What follows is a block of records; reproduce all of it verbatim.

----

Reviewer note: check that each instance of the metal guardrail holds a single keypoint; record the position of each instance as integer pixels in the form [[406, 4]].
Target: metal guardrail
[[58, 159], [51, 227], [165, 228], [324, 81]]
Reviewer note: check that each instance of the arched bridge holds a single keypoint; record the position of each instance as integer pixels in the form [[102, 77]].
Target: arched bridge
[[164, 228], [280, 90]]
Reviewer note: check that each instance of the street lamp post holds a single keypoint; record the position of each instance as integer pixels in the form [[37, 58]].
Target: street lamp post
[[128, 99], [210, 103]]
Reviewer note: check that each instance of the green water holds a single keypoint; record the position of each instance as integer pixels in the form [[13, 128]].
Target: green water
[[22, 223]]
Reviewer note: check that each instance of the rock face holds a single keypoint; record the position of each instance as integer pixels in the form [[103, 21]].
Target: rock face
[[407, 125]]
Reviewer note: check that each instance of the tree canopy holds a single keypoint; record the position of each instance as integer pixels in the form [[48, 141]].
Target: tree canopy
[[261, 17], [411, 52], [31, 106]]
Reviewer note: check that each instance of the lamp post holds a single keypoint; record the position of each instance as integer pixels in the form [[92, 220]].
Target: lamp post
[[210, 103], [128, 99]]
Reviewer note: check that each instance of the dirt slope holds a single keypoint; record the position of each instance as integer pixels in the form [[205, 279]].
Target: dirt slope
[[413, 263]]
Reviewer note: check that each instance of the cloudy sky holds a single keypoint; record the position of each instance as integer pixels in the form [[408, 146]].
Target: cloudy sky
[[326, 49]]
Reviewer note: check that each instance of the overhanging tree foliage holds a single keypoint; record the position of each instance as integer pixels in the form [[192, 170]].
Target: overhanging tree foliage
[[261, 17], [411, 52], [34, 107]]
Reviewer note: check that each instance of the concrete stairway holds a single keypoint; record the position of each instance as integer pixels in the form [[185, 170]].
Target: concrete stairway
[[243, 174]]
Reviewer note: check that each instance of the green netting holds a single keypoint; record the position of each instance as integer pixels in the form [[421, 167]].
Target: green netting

----

■ RIGHT ANSWER ■
Reviewer note: check that each instance of the metal guardrail holds a single keypoint; record the position of each instance as integer pixels in the form [[406, 4]].
Target: metal guardrail
[[58, 159], [51, 227], [165, 228], [324, 81]]
Reviewer note: check that each instance of the arched bridge holds a single keypoint; record the position of each instance as integer pixels in the form [[102, 77]].
Target: arched bridge
[[164, 228], [280, 90]]
Reviewer note: check that each instance of the street lamp post holds a single keypoint; record the position of each instance as integer pixels in the form [[37, 58]].
Target: street lamp post
[[128, 99], [210, 103]]
Reviewer note: check that each instance of the green water holds a single keypoint; record the position of each instance as integer pixels in the form [[13, 128]].
Target: green water
[[22, 223]]
Reviewer note: check that each instance of the rock face holds a single keypoint; record the position of each instance as integer pixels in the form [[103, 21]].
Target: rock face
[[407, 125]]
Reviewer note: check that each instance of the tree canopy holds a single keypoint; record the position of each instance as integer pixels in the form [[48, 141]].
Target: tree canopy
[[261, 17], [411, 52], [31, 106]]
Reviewer note: check that each instance of the lamp post holds a single keypoint; record the position of each instance as integer pixels in the form [[92, 220]].
Target: lamp post
[[210, 103], [128, 99]]
Reviewer note: check that each instance of the dirt slope holds a single keypoint; record the position of each instance as integer pixels in the form [[205, 279]].
Target: dirt slope
[[413, 263]]
Reviewer note: check that each instance of the cloudy sky holds a single keypoint; record the position of each instance as integer pixels in the form [[408, 146]].
Target: cloudy sky
[[326, 49]]
Reviewer note: check that each instance of the overhanging tree foliage holds a single keypoint; record the position of each instance as integer pixels in the form [[192, 170]].
Target: overhanging tree foliage
[[261, 17], [411, 52], [34, 107]]
Reviewer note: check that each instance of the concrete stairway holds a single keypoint; record the position of each instance as integer pixels in the form [[185, 170]].
Target: concrete stairway
[[243, 174]]
Reviewer note: check that each instance of the green netting holds a single keypoint; record the position of each instance as integer pixels in the form [[421, 167]].
Target: green netting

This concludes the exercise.